───── INPUT MATERIAL

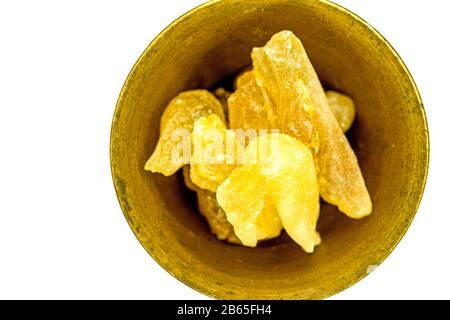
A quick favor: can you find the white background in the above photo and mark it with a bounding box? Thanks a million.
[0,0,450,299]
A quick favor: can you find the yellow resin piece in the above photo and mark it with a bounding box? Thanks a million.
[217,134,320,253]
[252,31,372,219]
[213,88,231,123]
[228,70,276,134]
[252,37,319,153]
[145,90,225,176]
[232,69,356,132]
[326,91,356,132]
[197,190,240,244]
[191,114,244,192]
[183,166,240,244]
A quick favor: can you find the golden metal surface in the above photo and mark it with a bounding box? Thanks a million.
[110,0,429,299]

──────────
───── INPUT MATERIAL

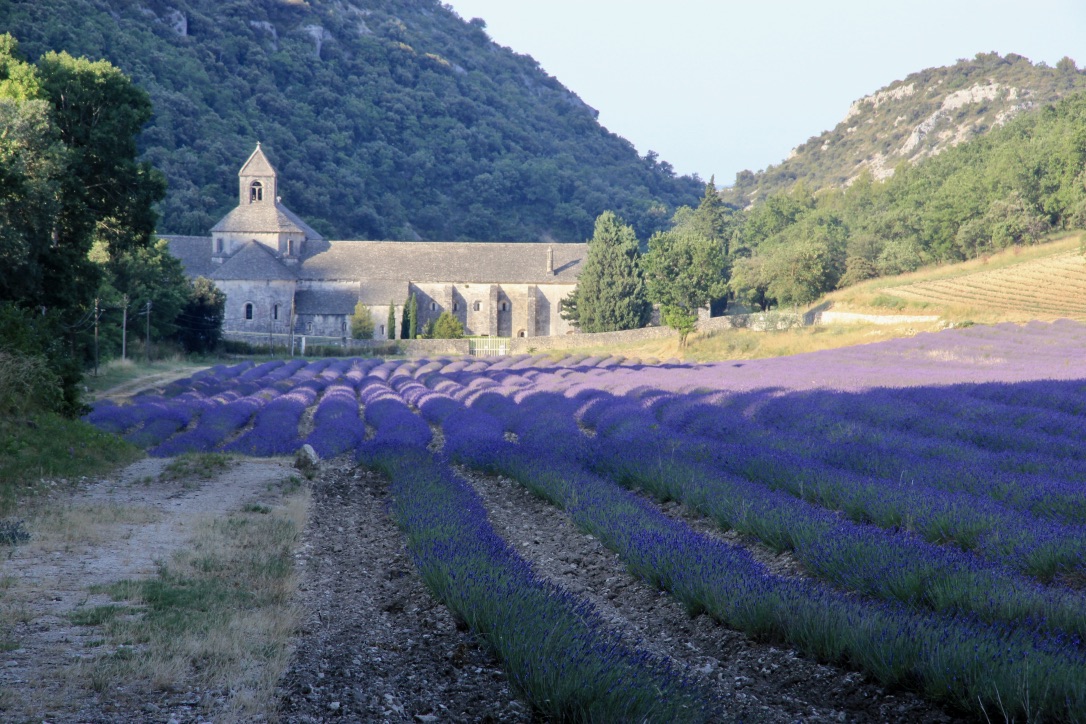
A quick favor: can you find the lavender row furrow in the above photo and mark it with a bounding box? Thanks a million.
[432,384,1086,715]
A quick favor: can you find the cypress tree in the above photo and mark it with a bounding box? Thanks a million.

──────────
───── INPUT MATERIAL

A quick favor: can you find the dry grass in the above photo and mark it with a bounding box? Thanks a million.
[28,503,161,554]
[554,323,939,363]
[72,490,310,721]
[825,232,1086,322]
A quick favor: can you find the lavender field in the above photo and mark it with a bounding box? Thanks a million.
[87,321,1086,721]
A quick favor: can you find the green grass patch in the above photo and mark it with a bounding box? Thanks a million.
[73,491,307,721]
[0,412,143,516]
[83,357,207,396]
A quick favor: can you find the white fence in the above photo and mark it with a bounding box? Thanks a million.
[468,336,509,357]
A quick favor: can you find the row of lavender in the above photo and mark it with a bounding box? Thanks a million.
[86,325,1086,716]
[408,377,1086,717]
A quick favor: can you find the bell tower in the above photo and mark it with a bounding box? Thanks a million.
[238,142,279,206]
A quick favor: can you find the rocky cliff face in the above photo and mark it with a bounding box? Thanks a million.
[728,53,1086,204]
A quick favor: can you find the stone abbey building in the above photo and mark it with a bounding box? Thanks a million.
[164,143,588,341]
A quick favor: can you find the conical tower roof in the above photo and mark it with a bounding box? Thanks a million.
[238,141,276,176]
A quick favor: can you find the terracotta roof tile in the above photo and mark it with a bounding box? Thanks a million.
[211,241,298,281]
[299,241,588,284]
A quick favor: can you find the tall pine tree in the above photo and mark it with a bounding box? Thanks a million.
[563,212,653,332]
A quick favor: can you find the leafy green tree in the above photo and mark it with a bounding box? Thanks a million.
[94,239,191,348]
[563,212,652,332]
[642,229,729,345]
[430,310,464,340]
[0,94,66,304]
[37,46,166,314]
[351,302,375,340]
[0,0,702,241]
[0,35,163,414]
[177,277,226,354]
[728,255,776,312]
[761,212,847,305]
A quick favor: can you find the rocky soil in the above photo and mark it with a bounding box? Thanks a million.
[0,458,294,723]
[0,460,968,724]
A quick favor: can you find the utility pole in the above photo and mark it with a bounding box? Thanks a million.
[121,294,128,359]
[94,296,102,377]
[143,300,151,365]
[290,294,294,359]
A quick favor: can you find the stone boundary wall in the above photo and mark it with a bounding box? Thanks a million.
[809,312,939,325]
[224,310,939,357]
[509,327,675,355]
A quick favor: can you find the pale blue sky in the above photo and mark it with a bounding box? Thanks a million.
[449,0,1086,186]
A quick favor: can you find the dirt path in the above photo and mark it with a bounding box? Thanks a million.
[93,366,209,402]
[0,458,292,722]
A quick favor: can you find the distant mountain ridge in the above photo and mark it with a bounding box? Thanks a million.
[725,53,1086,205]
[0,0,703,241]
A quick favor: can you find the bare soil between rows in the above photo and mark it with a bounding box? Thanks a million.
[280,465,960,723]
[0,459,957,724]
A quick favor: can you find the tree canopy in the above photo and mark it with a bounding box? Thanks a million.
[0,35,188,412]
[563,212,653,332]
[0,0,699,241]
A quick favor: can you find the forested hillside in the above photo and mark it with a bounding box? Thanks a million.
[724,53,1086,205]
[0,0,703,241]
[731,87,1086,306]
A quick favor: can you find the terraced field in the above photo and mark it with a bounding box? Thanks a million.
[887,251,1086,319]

──────────

## GOAL
Rewrite everything from the line containing "A quick favor: can you find the green" down to the line containing "[238,142,279,206]", keeping the requests as they are. Scale every bounding-box coordinate in the answers by 0.55 and round to the nearest whole number, with halves going up.

## SOLUTION
A quick favor: can you find the green grass patch in the above photo and mark it with a bounding box? Thanks a million.
[40,270,169,397]
[0,227,79,284]
[46,196,114,218]
A quick favor: can you find the white fence in the above photo and mark it with a bounding box? Thanks a million.
[257,185,280,196]
A quick favor: can you find the row of lavender in the above photo and mark it with a bounding box? Thanks a million.
[47,179,597,394]
[224,207,597,394]
A quick favor: can you find the bell tower in the above photo and mark it with a bounding box? Thanks a million.
[131,78,153,113]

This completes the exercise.